Overall, researchers estimated that about 848 excess solid cancers, representing roughly 10.7% of all cancers in the studied survivor population, were attributable to radiation from the bomb. Leukemia appeared first, with elevated rates showing up within just a few years of the bombing and peaking about six to eight years later. Solid tumors in the thyroid, breast, lung, stomach, and other organs followed over the next several decades. These findings became the foundation for much of what the world now understands about the health effects of radiation exposure on large populations.

A City in Ruins

In the immediate aftermath, Hiroshima was essentially a flattened wasteland. The city’s population, which had been around 350,000 on the morning of the bombing, was shattered. Infrastructure was gone. Streetcar lines were twisted, bridges were buckled, and the few concrete buildings still standing were burned-out shells. Survivors lived in makeshift shelters built from wreckage. Food and clean water were scarce, and aid from outside the city was slow to arrive, partly because the extent of the destruction was difficult for anyone to comprehend from a distance.

The Japanese military and government initially struggled to understand what had happened. It took some time before the full nature of the weapon was recognized. When journalists and investigators reached the city, the scale of the devastation was unlike anything previously documented in warfare.

Rebuilding as a “Peace Memorial City”

Reconstruction began slowly, but it gained momentum after the war ended. In 1949, Japan’s national government passed the Hiroshima Peace Memorial City Construction Law, a piece of legislation written specifically for one city. The law designated Hiroshima as a symbol of the pursuit of lasting world peace and provided special financial support from the national government. It also transferred former military land and other nationally owned property to the city to aid rebuilding.

### WORK REQUEST 1
Name every organ that the Hiroshima text lists as a site of solid tumors.
### WORK REQUEST 2
Summarize the Hiroshima text in two sentences.

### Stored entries
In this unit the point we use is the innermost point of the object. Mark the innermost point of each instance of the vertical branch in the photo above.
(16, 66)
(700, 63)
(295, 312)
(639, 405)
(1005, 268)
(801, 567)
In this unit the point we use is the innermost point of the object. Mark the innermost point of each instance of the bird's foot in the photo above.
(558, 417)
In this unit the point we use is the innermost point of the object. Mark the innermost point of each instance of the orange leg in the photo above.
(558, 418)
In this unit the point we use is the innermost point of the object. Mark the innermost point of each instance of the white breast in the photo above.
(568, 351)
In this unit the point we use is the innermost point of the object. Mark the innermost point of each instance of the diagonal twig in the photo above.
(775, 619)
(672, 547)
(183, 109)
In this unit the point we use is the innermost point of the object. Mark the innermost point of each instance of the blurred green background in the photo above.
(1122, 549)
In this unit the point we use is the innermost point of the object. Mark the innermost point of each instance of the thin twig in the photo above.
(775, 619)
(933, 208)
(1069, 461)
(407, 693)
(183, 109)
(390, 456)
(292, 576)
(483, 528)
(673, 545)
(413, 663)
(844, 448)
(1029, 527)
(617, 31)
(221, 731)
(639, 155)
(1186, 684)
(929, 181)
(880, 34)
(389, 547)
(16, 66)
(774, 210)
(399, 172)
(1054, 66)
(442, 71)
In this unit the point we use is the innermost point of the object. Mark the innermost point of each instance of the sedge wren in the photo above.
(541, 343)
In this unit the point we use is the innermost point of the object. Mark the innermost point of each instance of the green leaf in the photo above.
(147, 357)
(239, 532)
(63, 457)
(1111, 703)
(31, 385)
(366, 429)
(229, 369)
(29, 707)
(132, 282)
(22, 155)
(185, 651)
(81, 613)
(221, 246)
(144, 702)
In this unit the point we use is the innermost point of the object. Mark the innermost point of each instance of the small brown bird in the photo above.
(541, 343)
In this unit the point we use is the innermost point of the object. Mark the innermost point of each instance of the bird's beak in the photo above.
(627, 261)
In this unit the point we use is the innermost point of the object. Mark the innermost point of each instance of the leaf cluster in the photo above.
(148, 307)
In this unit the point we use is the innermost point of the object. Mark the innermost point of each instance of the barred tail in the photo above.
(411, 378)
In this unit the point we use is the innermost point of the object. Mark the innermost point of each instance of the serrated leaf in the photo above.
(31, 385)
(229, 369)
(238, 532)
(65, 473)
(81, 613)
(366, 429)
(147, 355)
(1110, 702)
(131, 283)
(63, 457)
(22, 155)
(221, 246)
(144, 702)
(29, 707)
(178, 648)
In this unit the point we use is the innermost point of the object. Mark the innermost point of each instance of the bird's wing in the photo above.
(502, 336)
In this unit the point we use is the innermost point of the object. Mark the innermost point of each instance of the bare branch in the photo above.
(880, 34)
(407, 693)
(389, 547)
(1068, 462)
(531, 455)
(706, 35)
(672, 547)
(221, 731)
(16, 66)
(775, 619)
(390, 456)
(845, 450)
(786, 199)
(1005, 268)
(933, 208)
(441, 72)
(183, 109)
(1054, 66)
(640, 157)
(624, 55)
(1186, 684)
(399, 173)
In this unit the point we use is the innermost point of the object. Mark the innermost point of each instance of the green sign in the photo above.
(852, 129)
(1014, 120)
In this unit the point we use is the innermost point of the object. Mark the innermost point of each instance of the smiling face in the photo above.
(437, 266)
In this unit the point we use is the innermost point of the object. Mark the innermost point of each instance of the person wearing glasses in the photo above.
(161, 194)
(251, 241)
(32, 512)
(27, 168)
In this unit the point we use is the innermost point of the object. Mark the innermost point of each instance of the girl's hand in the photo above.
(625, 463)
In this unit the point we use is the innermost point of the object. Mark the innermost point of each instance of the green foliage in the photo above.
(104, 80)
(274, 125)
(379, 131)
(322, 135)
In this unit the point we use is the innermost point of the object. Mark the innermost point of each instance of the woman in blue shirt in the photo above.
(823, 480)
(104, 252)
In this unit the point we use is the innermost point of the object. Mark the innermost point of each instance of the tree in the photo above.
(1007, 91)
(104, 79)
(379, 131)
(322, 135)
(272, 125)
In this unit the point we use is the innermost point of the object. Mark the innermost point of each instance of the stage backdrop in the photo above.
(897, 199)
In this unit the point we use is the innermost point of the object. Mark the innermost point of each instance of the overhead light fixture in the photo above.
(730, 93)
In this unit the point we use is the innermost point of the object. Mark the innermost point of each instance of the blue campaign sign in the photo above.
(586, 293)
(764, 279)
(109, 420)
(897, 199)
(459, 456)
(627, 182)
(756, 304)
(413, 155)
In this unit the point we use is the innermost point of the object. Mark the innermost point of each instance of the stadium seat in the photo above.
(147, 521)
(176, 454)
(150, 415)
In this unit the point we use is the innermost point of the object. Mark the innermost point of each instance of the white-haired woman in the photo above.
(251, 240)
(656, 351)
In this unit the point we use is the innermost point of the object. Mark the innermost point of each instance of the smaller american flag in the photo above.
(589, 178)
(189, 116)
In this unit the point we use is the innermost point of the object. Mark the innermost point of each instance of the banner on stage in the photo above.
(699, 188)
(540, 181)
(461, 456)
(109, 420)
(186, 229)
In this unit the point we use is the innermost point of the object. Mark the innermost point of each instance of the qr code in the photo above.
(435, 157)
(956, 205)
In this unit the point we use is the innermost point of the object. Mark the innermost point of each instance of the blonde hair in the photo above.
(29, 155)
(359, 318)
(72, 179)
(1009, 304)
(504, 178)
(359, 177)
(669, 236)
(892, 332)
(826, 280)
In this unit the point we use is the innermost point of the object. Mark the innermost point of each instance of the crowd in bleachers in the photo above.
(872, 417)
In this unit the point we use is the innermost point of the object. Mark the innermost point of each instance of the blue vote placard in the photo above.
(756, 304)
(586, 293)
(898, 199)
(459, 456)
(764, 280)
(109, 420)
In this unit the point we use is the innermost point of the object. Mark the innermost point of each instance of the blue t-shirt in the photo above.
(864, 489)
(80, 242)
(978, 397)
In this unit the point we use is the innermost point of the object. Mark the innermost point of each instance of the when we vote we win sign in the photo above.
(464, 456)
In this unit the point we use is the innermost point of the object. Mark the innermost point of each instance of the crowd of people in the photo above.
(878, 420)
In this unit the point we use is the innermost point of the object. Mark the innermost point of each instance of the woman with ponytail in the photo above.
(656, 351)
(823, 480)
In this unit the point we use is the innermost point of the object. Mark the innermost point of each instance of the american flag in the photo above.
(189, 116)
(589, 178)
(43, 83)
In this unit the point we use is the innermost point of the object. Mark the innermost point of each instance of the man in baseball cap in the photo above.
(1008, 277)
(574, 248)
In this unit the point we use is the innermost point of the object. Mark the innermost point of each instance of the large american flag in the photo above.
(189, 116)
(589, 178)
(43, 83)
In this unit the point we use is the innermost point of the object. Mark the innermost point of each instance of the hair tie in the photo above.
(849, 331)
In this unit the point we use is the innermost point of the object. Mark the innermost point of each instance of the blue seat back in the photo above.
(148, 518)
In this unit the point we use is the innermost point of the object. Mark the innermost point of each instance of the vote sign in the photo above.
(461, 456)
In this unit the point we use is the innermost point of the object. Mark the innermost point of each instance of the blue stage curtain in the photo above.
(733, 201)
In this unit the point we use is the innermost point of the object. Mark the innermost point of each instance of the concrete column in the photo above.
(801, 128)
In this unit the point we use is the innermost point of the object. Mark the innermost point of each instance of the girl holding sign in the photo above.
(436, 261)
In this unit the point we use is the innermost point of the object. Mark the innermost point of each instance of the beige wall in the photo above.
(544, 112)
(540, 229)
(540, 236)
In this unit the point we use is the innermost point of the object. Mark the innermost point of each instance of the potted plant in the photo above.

### EXERCISE OUTPUT 1
Thyroid, breast, lung, stomach

### EXERCISE OUTPUT 2
Radiation from the bomb caused leukemia within a few years and solid cancers over later decades, and the bombing left the city a flattened wasteland where survivors lacked food, clean water and prompt outside aid. Reconstruction gained momentum after the war, and a 1949 national law designated Hiroshima a symbol of lasting world peace while giving it special financial support and former military land.